* DATA TO USE
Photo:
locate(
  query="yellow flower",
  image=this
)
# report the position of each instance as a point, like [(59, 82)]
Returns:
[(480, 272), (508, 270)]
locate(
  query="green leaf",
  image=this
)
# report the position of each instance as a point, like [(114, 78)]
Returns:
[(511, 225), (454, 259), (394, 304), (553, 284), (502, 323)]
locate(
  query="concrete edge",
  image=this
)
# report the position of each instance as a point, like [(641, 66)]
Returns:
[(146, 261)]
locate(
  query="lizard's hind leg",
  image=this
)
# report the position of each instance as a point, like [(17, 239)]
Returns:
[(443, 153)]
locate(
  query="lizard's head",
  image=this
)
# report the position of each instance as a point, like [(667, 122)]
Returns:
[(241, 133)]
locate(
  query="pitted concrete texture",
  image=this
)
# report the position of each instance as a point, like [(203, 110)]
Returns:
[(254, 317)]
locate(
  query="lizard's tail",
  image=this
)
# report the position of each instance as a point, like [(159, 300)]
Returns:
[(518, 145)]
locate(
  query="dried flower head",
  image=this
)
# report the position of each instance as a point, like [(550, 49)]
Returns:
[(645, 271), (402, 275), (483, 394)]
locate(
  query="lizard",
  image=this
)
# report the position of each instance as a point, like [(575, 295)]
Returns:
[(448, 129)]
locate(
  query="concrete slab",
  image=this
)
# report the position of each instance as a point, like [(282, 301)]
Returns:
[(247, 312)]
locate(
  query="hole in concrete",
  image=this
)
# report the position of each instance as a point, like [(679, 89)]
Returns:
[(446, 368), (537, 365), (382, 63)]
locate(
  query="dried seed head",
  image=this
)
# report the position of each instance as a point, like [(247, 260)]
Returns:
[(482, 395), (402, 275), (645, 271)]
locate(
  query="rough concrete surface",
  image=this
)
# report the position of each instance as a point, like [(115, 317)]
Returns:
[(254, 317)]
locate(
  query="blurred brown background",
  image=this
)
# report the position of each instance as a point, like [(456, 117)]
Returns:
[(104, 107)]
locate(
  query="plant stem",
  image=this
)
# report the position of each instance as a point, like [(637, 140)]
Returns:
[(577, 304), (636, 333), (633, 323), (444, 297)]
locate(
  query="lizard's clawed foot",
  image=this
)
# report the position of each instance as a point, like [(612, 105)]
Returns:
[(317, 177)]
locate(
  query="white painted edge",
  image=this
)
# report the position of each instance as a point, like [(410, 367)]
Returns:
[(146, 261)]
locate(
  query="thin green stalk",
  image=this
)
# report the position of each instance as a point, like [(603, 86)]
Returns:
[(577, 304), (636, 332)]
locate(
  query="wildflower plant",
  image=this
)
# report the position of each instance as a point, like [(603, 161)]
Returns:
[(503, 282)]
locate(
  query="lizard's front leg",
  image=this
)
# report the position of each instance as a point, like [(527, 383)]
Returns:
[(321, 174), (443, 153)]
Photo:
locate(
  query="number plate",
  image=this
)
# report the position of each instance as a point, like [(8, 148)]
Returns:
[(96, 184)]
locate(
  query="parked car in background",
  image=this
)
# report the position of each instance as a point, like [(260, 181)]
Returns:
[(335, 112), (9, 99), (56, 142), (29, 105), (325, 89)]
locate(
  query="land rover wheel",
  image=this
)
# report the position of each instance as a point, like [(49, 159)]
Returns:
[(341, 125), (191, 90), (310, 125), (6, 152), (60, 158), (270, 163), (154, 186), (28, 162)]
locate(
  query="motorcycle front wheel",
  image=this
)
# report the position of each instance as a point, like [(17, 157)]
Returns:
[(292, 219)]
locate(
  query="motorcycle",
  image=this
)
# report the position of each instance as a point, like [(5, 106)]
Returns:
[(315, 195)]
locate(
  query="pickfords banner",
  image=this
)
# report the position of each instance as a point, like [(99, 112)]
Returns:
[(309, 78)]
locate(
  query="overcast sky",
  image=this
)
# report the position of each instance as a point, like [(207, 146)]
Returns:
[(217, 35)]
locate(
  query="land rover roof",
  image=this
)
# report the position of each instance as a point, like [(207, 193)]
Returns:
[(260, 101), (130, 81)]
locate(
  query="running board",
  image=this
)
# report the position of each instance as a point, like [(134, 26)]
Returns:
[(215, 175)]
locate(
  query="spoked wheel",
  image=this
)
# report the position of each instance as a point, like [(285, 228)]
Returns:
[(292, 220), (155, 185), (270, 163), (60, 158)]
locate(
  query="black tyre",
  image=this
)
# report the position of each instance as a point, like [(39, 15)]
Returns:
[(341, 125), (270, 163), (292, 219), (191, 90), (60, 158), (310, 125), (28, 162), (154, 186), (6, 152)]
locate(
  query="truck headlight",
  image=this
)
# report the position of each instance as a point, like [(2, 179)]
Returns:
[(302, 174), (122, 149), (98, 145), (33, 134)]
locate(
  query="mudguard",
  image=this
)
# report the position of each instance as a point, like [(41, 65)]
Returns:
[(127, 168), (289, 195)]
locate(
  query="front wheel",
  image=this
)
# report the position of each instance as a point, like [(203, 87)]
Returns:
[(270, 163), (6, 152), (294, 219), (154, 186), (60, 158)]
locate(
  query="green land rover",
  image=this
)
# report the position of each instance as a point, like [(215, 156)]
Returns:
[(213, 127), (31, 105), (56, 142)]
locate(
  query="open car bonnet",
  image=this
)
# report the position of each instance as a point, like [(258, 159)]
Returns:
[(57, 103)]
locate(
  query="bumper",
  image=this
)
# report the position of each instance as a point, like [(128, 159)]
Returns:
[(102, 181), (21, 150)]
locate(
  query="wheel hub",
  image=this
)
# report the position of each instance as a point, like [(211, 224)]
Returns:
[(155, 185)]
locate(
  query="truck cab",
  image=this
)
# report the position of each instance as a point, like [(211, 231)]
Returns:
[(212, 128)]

* WHAT IS EXPECTED
Copy the data above in full, reproducing every line without any alteration.

* ANSWER
Photo:
locate(
  query="yellow flower",
  image=this
)
# report the position of each instance as a point, like [(59, 82)]
Returns:
[(480, 272), (508, 270)]
locate(
  query="green leaf",
  image=this
)
# report the position of each instance as a point, like [(114, 78)]
Returns:
[(511, 225), (454, 259), (394, 304), (553, 284), (502, 323)]
locate(
  query="concrete edge",
  image=this
)
# report the position of each instance as a point, like [(641, 66)]
Returns:
[(146, 261)]
locate(
  query="lizard's hind leg",
  image=this
)
# report the position of each instance as a point, like [(17, 239)]
Returns:
[(443, 153)]
locate(
  query="lizard's head",
  image=this
)
# report the position of each instance as a point, like [(667, 122)]
Returns:
[(241, 133)]
locate(
  query="pitted concrete texture",
  image=this
)
# report the position of each instance as a point, like [(203, 110)]
Returns:
[(254, 317)]
locate(
  query="lizard's tail",
  image=this
)
# report the position of each instance as a point, like [(159, 300)]
Returns:
[(518, 145)]
locate(
  query="dried flower head",
  image=this
)
# report the position of each instance as a point, like [(550, 49)]
Returns:
[(645, 271), (402, 275), (483, 394)]
locate(
  query="lizard",
  image=this
)
# report the position of each instance as a point, like [(575, 295)]
Returns:
[(448, 129)]
locate(
  query="concrete slab",
  image=this
)
# report the position of each instance as a point, like [(282, 301)]
Returns:
[(247, 312)]
locate(
  query="hole in concrete",
  image=this
)
# report the position of each instance as a point, like [(679, 89)]
Returns:
[(446, 368), (537, 365), (382, 63)]
locate(
  query="dried seed head",
  image=this
)
# report the position of each instance as a point, like [(247, 260)]
Returns:
[(482, 395), (402, 275), (645, 271)]
locate(
  query="rough concrete surface",
  image=this
)
# report the position of each instance as a point, like [(115, 317)]
Returns:
[(254, 317)]
locate(
  query="blurred brown background",
  image=this
)
# report the position of each instance as a point, like [(456, 117)]
Returns:
[(104, 107)]
locate(
  query="plant stem",
  image=this
)
# report the position of each instance as a point, like [(637, 140)]
Returns:
[(577, 304), (636, 333), (633, 323), (444, 297)]
locate(
  query="lizard's clawed foot",
  image=this
)
# report the position of each instance as a point, like [(612, 105)]
Returns:
[(317, 177)]
locate(
  query="white painted edge",
  image=this
)
# report the position of each instance as a point, like [(410, 367)]
Returns:
[(146, 261)]
locate(
  query="thin green stalk",
  image=this
)
# report the position of each instance as a point, like [(603, 86)]
Returns:
[(577, 304), (636, 332)]
locate(
  query="wildflower plant",
  image=this
)
# report the position of each instance as a point, like [(603, 161)]
Returns:
[(503, 282)]
locate(
  query="lizard's front leg",
  image=this
)
# report the position of each instance as a point, like [(527, 383)]
Returns:
[(321, 174), (443, 153)]
Photo:
locate(
  query="number plate",
  image=this
)
# report the position of each instance as a point, like [(8, 148)]
Returns:
[(96, 184)]
locate(
  query="parked car in background",
  image=this
)
# report the position of each instance as a point, like [(260, 181)]
Returns:
[(335, 112), (9, 99), (56, 142), (29, 105), (325, 89)]
locate(
  query="land rover wheel",
  image=this
)
# report the position of each instance as a point, like [(49, 159)]
Returns:
[(341, 125), (191, 90), (310, 125), (6, 152), (60, 158), (270, 163), (154, 186), (28, 162)]
locate(
  query="motorcycle front wheel",
  image=this
)
# report the position of each instance as a point, like [(17, 157)]
Returns:
[(292, 219)]
locate(
  query="motorcycle",
  image=this
)
# report the position of each instance as a point, like [(5, 106)]
Returns:
[(315, 195)]
locate(
  query="pickfords banner",
  image=this
)
# report the position of each instance as a point, like [(99, 112)]
Returns:
[(309, 78)]
locate(
  query="overcast sky",
  image=this
)
# report the position of each instance as a point, like [(207, 146)]
Returns:
[(217, 35)]
locate(
  query="land rover roof",
  image=this
)
# report the position of each instance as a point, like [(207, 193)]
Returns:
[(260, 101), (130, 81)]
locate(
  query="running board",
  image=this
)
# report the position of each instance as a point, like [(134, 26)]
Returns:
[(215, 175)]
locate(
  query="spoked wheel",
  image=this
)
# report the position of each instance as a point, like [(285, 228)]
Returns:
[(292, 220), (155, 185), (270, 163), (60, 158)]
locate(
  query="black tyre",
  image=this
)
# report the position of each instance as a point, like [(39, 15)]
Returns:
[(341, 125), (270, 163), (292, 219), (191, 90), (60, 158), (310, 125), (28, 162), (154, 186), (6, 152)]
locate(
  query="truck headlight",
  image=this
)
# report the position of each instance as a point, like [(2, 179)]
Returns:
[(302, 174), (122, 149), (98, 145), (33, 134)]
locate(
  query="mudguard",
  image=this
)
# report the position of each instance as a point, like [(41, 65)]
Returns:
[(127, 168), (289, 195)]
locate(
  query="front wheel",
  image=this
)
# report the position of each instance as a point, like [(203, 87)]
Returns:
[(270, 163), (6, 152), (294, 219), (154, 186), (60, 158)]
locate(
  query="green land rover",
  image=this
)
# report the position of each instance as a point, like [(215, 156)]
Returns:
[(213, 127), (31, 105), (56, 142)]
locate(
  query="open car bonnet",
  image=this
)
# report the position of each instance as a point, like [(258, 159)]
Returns:
[(57, 103)]
locate(
  query="bumper",
  image=this
)
# report the position of each instance as a point, like [(128, 159)]
Returns:
[(102, 181), (21, 150)]
locate(
  query="wheel hub",
  image=this
)
# report the position of each instance as a point, like [(211, 224)]
Returns:
[(155, 185)]
locate(
  query="truck cab",
  image=this
)
# report the position of each instance as a point, like [(211, 231)]
Returns:
[(212, 128)]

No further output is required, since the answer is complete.